Arbeitsauftrag
Beantworte anhand der Besprechung von Cinema Speculation diese Fragen:
(a) Wer hätte bei De Palma wahrscheinlich die Titelrolle anstelle von Robert De Niro gespielt?
(b) Wie alt war Tarantino, als er mit Mutter und Stiefvater ins Tiffany Kino ging?
(c) Welche Rolle spielte Peter Boyle später in Frankenstein Junior?

──────── Bereitgestellter Text

Der Titel trifft genau genommen nur auf elf Seiten in diesem Sachbuch zu. Im Kapitel Cinema Speculation versucht sich Quentin Tarantino vorzustellen, was gewesen wäre, “wenn Brian De Palma anstatt Martin Scorsese Taxi Driver gedreht hätte“. Spoiler: Wahrscheinlich hätte De Palma sich stärker an Paul Schraders Drehbuch gehalten und die Titelrolle hätte Jeff Bridges anstelle von Robert De Niro gespielt.
Damit der Leser den Überlegungen des (laut Klappentext) “mitreißendsten Filmliebhabers der Welt“ auch folgen kann, erzählt Tarantino ausführlich von den Anfängen seiner Liebe zum Kino. Bereits als Siebenjähriger nahmen ihn seine Mutter Connie und sein Stievater Curt in Los Angeles mit ins Tiffany Kino. Dort sahen sie ein alles andere als jugendfreies Double Feature.
Neben Carl Reiners schwarzer Komödie Wo ist Papa? wurde hier auch noch ein besonders subversiver Streifen namens Joe – Rache für Amerika gezeigt. Hierin brilliert Peter Boyle, der später bei Mel Brooks in Frankenstein Junior das Monster spielen sollte, als rassistischer Bauarbeiter, der sich mit einem verzweifelten Mittelklasse-Vater anfreundet. Bill Compton hat gerade den mit Drogen handelnden Freund seiner Tochter (Susan Sarandon in ihrer ersten Rolle) erschossen. Das ungleiche Duo greift eine Hippie-Kommune auf dem Lande an, wobei Compton auch noch seine Tochter erschießt.
Cinema Speculation: Vielleicht wäre auch ich ein Meisterregisseur geworden, wenn mein erstes großes Kinoerlebniss nicht Disneys Dschungelbuch sondern Joe – Rache für Amerika gewesen wäre. Doch wahrscheinlich hätte sich dann auch noch meine Mutter scheiden lassen müssen, damit sie sich mit mir und ihren neuen Freunden an Blaxploitation-Filmen erfreuen könnte.

────────────────
──────── Datensätze

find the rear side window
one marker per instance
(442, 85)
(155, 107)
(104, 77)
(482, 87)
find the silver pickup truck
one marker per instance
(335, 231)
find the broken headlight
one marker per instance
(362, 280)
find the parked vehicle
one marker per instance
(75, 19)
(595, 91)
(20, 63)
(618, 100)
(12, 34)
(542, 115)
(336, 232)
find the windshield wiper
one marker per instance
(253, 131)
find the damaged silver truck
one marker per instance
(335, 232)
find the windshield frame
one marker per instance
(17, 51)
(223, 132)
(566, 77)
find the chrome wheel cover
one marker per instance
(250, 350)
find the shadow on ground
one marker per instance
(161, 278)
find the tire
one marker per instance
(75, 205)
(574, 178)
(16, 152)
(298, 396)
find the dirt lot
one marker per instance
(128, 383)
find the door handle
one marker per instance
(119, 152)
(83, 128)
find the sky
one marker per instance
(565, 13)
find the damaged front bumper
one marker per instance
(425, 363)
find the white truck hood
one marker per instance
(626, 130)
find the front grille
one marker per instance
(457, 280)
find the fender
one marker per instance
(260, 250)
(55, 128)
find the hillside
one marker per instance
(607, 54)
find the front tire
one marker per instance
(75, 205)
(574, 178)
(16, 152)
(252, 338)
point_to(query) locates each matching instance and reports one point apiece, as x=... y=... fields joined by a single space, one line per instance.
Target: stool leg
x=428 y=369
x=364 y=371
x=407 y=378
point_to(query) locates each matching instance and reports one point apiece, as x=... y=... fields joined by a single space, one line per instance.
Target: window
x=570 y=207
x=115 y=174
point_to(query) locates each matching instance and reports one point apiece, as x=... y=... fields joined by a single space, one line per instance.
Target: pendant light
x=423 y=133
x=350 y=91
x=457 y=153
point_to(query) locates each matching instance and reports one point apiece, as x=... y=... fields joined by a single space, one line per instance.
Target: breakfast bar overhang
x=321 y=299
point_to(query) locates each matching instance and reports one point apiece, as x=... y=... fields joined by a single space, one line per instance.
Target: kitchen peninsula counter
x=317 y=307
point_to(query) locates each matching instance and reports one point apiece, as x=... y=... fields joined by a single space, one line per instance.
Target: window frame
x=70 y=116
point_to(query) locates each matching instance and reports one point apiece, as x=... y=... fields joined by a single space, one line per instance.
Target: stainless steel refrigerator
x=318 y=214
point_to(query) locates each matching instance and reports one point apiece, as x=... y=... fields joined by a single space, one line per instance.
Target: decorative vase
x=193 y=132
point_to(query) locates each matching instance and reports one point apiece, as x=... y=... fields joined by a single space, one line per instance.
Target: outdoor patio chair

────────────────

Ergebnis der Übung
(a) Jeff Bridges
(b) Sieben Jahre
(c) Das Monster